▸ **Page text**
%%

VJEPA-2: Latent World Model

Updated 15 February 2026

VJEPA-2 is a self-supervised latent world model based on the JEPA paradigm that predicts future video representations in latent space.
It employs a masked spatio-temporal prediction strategy with an EMA target encoder to stabilize training and capture intuitive physics priors.
When used as an inference-time reward, VJEPA-2 significantly boosts video generation performance, improving physical plausibility on benchmarks like PhysicsIQ.

VJEPA-2 is a self-supervised latent world model built on the Joint-Embedding-Predictive-Architecture (JEPA) paradigm, designed to encode and predict the future latent representations of video sequences by leveraging large-scale unlabeled data. Unlike pixel-reconstruction approaches, VJEPA-2 operates entirely in latent space, with a training regime emphasizing masked prediction of spatio-temporal patches. Its design and utilization as a physics prior have enabled substantial advances in the physical plausibility of generated videos, notably improving the performance of state-of-the-art video generative models on benchmarks such as PhysicsIQ (Yuan et al., 15 Jan 2026, &&&1&&&).

1. Architectural Foundations

VJEPA-2 comprises several interlocking modules:

Context Encoder ( $E_\theta$ ): A Vision Transformer (ViT)-style spatio-temporal transformer encodes an input video $x$ of length $T$ into a sequence of latent tokens $z \in \mathbb{R}^{T \cdot (H/P) \cdot (W/P) \times D}$ , where $H, W$ denote frame dimensions, $P$ is patch size, and $D$ is embedding dimensionality. Only a random subset of spatial and temporal patches, termed the "context," is revealed during training.
Mask Tokens ( $\Delta_m$ ): Learnable embeddings are placed at masked positions (both spatial and temporal) to indicate missing content and allow the predictor to attend to both observed context tokens and mask positions.
Predictor Network ( $P_\phi$ ): This module, implemented as either a transformer or multi-layer perceptron, predicts the withheld masked latent representations from the combined sequence $[E_\theta(x_\text{masked}); \Delta_m]$ .
EMA Target Encoder ( $\bar{E}_\theta$ ): A slow-moving exponential average of $E_\theta$ is used as the "teacher" network, processing unmasked input to generate target latents. This strategy—mirroring the BYOL/MoCo family—stabilizes training and prevents collapse to trivial copying.

Notably, VJEPA-2 omits any explicit pixel-space decoder. The predictor reconstructs in the latent domain exclusively, prioritizing structured predictions over reconstructing raw appearance.

%%

▸ **Job 1**
Name every module that the VJEPA-2 page text lists as making up the model.

▸ **Given information**
%%

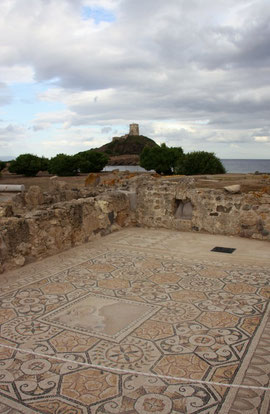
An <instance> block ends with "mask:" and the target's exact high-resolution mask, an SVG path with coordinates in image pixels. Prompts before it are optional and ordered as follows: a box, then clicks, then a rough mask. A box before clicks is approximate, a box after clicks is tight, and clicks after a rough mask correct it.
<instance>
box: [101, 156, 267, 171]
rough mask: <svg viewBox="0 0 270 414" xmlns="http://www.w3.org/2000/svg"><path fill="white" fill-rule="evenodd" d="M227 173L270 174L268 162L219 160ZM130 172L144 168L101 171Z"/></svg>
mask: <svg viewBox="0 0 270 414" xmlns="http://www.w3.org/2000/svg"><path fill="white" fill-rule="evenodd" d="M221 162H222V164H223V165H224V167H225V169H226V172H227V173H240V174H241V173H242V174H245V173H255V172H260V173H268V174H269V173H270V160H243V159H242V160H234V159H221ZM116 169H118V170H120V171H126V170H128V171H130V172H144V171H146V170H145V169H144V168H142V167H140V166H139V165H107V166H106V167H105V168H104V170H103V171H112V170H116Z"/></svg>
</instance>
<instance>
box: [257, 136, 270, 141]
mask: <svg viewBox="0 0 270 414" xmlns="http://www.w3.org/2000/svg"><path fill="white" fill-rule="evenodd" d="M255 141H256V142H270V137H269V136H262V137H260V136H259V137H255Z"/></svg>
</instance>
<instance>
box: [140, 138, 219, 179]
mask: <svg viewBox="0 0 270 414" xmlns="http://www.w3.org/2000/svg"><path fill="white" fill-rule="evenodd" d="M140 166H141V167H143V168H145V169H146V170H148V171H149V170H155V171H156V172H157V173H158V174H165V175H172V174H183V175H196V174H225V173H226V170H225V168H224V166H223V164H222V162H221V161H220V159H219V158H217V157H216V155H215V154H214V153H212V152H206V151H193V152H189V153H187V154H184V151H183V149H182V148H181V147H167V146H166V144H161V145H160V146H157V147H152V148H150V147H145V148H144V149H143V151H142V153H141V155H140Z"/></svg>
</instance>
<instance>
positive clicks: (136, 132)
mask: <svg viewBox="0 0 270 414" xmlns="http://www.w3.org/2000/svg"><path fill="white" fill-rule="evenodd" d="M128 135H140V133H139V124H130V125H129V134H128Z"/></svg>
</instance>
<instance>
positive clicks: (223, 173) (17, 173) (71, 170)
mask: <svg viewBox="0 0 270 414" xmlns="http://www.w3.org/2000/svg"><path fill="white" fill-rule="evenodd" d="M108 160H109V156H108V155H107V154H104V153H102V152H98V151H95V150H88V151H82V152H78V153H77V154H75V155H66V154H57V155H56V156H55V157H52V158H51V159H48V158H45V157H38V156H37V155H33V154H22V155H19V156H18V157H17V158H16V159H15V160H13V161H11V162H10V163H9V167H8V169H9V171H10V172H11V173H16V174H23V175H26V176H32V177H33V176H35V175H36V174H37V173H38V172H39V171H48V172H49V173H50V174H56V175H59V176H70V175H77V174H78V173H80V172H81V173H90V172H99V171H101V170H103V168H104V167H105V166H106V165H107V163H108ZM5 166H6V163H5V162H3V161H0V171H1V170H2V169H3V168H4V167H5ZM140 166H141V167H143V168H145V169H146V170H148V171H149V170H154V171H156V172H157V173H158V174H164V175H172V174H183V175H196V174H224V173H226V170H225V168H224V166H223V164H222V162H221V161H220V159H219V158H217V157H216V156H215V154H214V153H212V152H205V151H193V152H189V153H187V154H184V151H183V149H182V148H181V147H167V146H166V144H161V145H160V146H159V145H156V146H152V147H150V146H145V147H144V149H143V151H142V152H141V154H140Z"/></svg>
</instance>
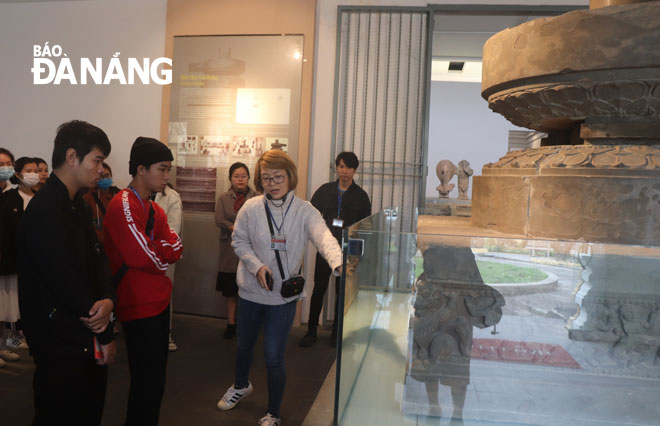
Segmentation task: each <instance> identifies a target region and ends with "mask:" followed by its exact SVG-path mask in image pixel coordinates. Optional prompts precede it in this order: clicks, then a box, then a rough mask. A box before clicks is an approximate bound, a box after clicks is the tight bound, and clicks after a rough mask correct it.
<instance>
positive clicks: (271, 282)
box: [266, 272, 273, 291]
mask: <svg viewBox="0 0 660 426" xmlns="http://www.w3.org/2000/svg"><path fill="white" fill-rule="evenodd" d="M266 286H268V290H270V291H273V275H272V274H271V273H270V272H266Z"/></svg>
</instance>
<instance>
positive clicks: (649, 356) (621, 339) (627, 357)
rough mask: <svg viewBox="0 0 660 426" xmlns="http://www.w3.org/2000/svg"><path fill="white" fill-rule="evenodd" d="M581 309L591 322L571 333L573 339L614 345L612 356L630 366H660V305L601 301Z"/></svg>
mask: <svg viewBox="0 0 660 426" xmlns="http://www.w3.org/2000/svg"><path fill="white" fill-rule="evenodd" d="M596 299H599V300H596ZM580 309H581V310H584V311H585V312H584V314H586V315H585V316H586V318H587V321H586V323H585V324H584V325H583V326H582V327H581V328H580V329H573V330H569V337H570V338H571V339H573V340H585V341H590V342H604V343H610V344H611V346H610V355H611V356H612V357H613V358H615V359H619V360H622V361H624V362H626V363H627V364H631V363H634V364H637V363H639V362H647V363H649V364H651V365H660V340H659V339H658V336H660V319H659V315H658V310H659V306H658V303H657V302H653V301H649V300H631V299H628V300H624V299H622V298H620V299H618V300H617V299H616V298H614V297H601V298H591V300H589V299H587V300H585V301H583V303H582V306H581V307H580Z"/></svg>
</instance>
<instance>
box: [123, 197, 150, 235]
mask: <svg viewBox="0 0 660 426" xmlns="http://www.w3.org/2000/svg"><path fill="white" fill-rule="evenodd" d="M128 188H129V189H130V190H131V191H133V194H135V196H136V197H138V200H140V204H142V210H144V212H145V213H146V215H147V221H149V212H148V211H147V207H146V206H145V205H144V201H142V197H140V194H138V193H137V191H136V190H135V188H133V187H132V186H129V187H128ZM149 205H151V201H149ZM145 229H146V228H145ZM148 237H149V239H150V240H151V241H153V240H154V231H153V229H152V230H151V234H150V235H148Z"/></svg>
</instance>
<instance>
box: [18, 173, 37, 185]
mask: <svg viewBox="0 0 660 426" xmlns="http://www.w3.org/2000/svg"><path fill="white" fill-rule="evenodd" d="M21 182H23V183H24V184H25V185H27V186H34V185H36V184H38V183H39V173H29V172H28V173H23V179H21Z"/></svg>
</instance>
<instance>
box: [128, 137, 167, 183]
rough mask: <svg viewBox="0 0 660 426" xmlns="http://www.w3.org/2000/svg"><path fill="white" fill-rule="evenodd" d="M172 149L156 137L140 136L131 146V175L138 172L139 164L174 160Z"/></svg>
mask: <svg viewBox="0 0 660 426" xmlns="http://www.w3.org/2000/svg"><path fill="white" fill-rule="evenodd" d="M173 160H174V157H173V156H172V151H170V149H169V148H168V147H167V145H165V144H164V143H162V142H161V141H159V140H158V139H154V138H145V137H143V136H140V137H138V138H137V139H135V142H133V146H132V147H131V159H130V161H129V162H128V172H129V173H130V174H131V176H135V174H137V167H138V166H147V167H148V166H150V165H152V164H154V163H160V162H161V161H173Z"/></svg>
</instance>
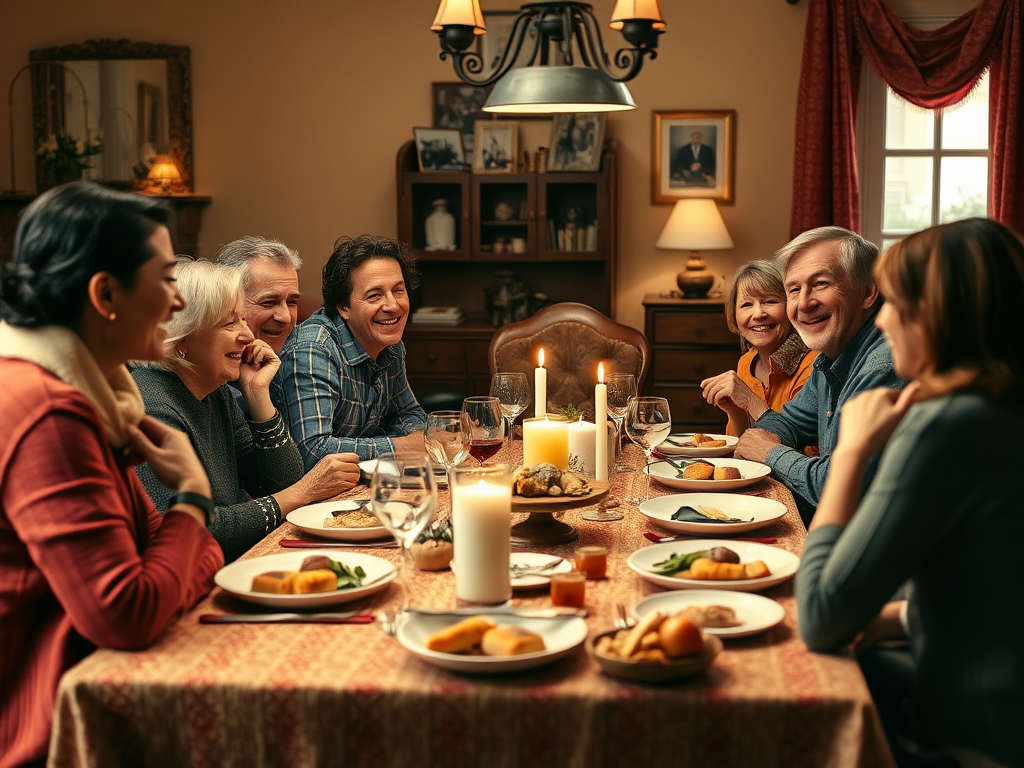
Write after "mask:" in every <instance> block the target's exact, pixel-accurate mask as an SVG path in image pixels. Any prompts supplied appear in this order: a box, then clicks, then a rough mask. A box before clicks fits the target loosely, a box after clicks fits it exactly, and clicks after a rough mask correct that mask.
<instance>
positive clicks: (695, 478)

%%

▸ **Job 2**
In the records, change "rough mask" to "coarse mask" in the lines from the start of the records through the line containing "173L270 174L268 162L219", inclusive, and keep everything else the same. Give back only those lines, and leave out the pictures.

▸ **Solution 1**
Context Encoder, Mask Tokens, Predictor Network, EMA Target Encoder

▸ **Solution 2**
An <instance> block ends with "mask:" and the target's exact high-resolution mask, an SVG path with coordinates in image pixels. Prompts before it are optional and ordered as follows: a box, then clicks, then a coarse mask. A box before clicks is approximate, a box after clicks is tight, and clicks after a coarse mask correct it.
<instance>
box: [101, 156, 267, 171]
coarse mask: <svg viewBox="0 0 270 414" xmlns="http://www.w3.org/2000/svg"><path fill="white" fill-rule="evenodd" d="M227 173L270 174L268 162L219 160ZM130 172L144 168L101 171Z"/></svg>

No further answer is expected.